━━ SELECTED EXCERPT
Mark my words, that's coming.
As for the bridges designed by slackers (or traffic engineers or the morons in charge of keeping the traffic lights synchronized- a task obviously suited only for NASA), well, their offspring are working at department store, in the 'no customer service' department.

Thankfully, they have plenty of self esteem.
 
I agree -- great post! Those moments are great for reminding the rest of us we're not just okay but pretty darn good. And you are great!
 
SC&A:
Self-esteem as a measure of greatness - now there's a recipe for the ultimate in self-referential value systems. Shudder. It reminds me of Alex in The Clockwork Orange.

It's not really a new yoke. I still have the other plan, and if I can do this I think it greatly increases my chances at the other.

Esther, no, I'm not great. But the average people all over this country have together built greatness. That's the instinct that is being lost.
 
Great post!

The underlying problem with the idea of building "self-esteem" is that everyone seems to have it backwards. "SELF-esteem" is created when children accomplish something on their own and the accomplishment builds a sense of capability and self-worth. Instead, we've got a culture in which self-esteem hinges on others' praising them.
━━━━
━━ DATASET ROWS
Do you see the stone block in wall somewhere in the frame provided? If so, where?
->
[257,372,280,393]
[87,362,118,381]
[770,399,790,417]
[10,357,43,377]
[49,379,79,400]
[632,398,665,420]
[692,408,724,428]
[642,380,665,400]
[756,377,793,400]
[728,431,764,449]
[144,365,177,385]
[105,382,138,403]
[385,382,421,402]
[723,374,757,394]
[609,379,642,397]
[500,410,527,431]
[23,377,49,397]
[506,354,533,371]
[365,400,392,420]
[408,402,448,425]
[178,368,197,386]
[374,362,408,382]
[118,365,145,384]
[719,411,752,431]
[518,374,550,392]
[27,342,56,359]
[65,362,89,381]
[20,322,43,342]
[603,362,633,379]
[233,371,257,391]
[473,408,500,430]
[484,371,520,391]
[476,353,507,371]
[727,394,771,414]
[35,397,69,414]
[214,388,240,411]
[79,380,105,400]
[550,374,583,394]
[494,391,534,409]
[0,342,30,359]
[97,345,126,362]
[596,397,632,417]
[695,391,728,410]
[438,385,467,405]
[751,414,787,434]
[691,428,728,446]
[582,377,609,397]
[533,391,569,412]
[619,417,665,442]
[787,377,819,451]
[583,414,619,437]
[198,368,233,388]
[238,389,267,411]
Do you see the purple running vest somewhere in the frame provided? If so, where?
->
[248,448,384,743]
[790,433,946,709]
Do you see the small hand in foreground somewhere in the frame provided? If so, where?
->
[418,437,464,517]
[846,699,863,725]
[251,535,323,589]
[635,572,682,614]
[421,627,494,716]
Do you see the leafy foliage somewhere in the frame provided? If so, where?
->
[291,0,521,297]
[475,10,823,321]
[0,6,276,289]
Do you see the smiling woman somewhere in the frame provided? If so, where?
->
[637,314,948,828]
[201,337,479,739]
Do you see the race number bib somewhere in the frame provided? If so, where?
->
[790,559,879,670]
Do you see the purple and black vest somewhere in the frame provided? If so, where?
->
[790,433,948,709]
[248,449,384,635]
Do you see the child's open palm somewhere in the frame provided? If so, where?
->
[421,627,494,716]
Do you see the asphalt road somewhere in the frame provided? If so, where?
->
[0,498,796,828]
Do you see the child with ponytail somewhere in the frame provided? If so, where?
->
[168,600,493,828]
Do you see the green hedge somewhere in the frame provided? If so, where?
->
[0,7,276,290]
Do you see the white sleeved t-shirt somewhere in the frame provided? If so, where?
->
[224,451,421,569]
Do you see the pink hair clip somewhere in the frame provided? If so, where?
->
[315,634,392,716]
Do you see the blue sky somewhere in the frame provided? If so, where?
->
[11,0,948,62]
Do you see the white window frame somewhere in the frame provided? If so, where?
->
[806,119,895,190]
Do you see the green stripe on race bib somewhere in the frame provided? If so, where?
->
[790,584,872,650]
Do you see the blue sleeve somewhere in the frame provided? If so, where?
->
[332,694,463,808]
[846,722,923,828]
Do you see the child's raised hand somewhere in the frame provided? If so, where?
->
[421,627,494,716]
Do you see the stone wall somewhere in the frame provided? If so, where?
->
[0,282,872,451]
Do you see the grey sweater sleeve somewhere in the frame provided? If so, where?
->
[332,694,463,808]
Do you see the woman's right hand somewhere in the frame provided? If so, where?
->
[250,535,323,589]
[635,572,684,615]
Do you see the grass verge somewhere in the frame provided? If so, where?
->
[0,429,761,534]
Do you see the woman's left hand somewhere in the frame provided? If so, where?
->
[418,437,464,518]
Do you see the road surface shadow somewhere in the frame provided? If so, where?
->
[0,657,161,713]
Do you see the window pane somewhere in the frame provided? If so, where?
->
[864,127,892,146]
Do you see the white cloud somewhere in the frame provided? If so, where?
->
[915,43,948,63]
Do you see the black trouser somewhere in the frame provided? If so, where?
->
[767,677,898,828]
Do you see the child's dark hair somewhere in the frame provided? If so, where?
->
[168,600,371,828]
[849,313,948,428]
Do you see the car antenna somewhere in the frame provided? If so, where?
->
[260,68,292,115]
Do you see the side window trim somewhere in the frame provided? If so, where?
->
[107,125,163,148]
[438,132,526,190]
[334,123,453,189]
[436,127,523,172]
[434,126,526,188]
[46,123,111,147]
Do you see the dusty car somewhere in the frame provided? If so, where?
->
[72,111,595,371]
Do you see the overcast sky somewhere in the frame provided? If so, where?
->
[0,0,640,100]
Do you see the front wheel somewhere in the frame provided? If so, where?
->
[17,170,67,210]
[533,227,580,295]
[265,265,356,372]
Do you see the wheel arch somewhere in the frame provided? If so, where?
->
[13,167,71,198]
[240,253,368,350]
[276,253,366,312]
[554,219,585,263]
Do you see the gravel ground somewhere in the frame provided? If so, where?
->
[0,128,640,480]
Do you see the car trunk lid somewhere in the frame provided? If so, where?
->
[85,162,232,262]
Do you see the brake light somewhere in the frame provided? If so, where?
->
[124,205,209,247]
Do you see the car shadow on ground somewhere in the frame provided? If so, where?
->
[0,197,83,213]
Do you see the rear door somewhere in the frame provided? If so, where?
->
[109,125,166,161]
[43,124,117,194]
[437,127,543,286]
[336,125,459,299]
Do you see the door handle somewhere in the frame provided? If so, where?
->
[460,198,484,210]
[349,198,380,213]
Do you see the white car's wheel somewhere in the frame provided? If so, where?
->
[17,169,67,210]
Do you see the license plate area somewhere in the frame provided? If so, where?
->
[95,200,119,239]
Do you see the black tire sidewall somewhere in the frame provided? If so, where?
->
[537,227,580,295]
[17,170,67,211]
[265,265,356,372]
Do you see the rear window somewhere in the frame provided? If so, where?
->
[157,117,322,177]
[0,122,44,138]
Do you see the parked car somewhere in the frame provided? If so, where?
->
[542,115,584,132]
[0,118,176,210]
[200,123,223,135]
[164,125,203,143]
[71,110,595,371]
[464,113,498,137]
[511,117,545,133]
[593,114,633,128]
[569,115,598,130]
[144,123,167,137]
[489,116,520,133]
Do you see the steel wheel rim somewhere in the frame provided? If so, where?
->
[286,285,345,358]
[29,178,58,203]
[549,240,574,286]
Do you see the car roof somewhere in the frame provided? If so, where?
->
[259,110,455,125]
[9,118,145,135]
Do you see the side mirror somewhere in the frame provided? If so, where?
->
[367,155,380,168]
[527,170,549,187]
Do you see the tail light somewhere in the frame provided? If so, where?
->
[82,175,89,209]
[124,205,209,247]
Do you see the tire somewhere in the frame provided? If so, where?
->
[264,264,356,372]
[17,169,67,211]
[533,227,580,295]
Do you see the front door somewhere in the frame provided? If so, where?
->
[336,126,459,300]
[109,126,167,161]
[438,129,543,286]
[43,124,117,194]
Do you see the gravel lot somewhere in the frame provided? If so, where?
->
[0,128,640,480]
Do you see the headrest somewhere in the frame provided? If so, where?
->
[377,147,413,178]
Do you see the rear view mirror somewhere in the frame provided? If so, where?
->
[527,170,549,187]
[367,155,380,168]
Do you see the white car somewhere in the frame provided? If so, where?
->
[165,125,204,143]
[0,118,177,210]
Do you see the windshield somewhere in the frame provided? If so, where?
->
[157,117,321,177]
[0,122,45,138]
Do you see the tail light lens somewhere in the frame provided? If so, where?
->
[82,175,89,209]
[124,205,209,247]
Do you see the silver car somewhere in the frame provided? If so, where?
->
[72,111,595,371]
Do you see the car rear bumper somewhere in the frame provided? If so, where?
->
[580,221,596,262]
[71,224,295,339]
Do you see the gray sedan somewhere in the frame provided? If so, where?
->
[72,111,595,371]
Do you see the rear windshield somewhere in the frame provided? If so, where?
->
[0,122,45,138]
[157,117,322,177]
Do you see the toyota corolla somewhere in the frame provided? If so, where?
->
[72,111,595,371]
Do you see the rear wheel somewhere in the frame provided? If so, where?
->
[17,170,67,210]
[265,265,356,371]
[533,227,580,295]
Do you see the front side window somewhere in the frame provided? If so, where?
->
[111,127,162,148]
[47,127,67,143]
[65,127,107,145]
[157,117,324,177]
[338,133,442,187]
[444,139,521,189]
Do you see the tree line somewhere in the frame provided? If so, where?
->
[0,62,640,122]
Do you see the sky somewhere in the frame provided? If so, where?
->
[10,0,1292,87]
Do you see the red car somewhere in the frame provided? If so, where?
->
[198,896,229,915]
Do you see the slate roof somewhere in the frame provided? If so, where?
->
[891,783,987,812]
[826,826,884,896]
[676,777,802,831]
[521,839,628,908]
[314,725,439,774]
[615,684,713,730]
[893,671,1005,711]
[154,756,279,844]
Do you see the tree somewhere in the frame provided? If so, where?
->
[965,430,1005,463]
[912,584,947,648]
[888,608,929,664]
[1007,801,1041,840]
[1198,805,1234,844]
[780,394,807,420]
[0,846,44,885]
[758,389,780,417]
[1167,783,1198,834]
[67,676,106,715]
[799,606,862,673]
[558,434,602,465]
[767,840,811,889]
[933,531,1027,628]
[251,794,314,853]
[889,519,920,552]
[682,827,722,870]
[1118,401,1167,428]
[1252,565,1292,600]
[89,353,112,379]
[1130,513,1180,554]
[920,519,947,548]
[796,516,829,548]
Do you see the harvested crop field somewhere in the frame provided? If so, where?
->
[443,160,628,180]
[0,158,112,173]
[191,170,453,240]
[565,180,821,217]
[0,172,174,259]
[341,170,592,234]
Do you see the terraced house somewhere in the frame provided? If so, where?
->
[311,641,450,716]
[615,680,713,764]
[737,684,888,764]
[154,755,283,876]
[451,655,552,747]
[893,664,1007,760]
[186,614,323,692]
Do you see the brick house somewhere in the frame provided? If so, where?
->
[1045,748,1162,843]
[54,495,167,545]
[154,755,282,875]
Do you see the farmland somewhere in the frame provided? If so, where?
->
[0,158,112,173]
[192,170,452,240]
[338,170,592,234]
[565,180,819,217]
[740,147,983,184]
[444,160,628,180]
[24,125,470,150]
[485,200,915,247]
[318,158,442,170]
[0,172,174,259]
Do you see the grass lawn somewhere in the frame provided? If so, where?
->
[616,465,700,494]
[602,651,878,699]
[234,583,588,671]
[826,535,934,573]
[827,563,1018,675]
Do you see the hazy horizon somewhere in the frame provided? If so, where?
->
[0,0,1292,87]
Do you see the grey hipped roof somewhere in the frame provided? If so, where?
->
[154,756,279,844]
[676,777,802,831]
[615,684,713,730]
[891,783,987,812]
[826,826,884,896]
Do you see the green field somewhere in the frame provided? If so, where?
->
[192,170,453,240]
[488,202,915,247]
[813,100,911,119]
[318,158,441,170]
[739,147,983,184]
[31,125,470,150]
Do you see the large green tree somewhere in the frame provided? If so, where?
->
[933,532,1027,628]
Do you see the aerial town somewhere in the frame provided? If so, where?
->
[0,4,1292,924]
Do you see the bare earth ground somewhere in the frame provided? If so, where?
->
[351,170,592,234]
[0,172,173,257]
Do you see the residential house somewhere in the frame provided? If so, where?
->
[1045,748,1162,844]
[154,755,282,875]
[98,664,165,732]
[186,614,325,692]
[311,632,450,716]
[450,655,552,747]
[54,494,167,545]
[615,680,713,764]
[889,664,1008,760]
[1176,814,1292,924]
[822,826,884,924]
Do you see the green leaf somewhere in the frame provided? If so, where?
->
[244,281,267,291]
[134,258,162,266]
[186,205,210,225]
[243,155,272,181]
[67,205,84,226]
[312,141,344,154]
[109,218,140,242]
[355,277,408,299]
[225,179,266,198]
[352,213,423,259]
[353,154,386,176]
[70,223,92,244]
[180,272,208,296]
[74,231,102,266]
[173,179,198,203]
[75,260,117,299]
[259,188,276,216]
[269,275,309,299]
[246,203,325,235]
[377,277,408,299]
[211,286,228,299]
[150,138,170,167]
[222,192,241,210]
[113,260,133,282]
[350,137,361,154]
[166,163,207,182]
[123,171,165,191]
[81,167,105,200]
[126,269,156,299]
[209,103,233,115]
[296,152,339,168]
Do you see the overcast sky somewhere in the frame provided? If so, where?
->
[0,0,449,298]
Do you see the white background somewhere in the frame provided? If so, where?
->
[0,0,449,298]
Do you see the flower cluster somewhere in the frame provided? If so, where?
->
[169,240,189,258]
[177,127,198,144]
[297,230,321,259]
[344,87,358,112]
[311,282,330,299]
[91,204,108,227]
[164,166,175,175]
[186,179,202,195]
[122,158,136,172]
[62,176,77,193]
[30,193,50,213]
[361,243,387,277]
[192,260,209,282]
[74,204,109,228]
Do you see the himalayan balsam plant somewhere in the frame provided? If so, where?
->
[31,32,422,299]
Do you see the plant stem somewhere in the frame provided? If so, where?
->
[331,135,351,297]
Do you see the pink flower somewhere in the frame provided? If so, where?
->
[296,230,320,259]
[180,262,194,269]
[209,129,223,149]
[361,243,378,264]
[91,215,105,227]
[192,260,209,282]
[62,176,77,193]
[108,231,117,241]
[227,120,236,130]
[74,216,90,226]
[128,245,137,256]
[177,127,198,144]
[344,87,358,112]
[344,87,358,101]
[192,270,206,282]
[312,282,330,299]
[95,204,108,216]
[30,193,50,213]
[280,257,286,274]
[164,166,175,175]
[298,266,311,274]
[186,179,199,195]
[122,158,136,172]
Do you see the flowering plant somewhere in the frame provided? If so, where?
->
━━━━
» **TASKS TO PERFORM**:
A - Answer these questions from the self-esteem comment thread, one answer per line, marked the same way:
(i) According to the comment about bridges, where do the offspring of slackers work?
(ii) Whom does self-esteem as a measure of greatness remind the commenter of?
(iii) According to the last comment, what creates self-esteem?
B - Decide whether each statement agrees with the self-esteem comment thread. Answer yes or no, and quote the words that decide it.
(i) The commenter replying to Esther claims to be great.
(ii) The last comment says today's culture makes self-esteem depend on praise from others.
(iii) The commenter with the new yoke has given up the other plan.
C - Carry on the self-esteem comment thread from the point where it stops.
The records play no part in any of this work.

» **EXPECTED RESPONSES**:
A -
(i) At a department store, in the 'no customer service' department.
(ii) Alex in The Clockwork Orange.
(iii) Children accomplishing something on their own, with the accomplishment building a sense of capability and self-worth.

B -
(i) No: "Esther, no, I'm not great."
(ii) Yes: "we've got a culture in which self-esteem hinges on others' praising them."
(iii) No: "I still have the other plan"

C -
I don't think praise is bad, but it's out of proportion to the accomplishment. I thought about that a few weeks ago when a toddler announced to her grandparents (and the rest of the restaurant) that she "went potty". We all grinned because it IS a praiseworthy milestones for a small child. However, we wouldn't cheer a normal 20-year-old who accomplished the same thing, would we?
 
I'm writing about very simple principles of faith if you want to come visit me. I would feel honored!
www.spiritualthingsmatter.blogspot.com
 
Saddam and his sons had quite a bit of Self-Esteem (TM).

So does Dear Leader Kim Jong Il.
 
The subtitle of Thomas Sowell's "Vision of the Anointed" is "Self-Congratulation as a Basis for Social Policy."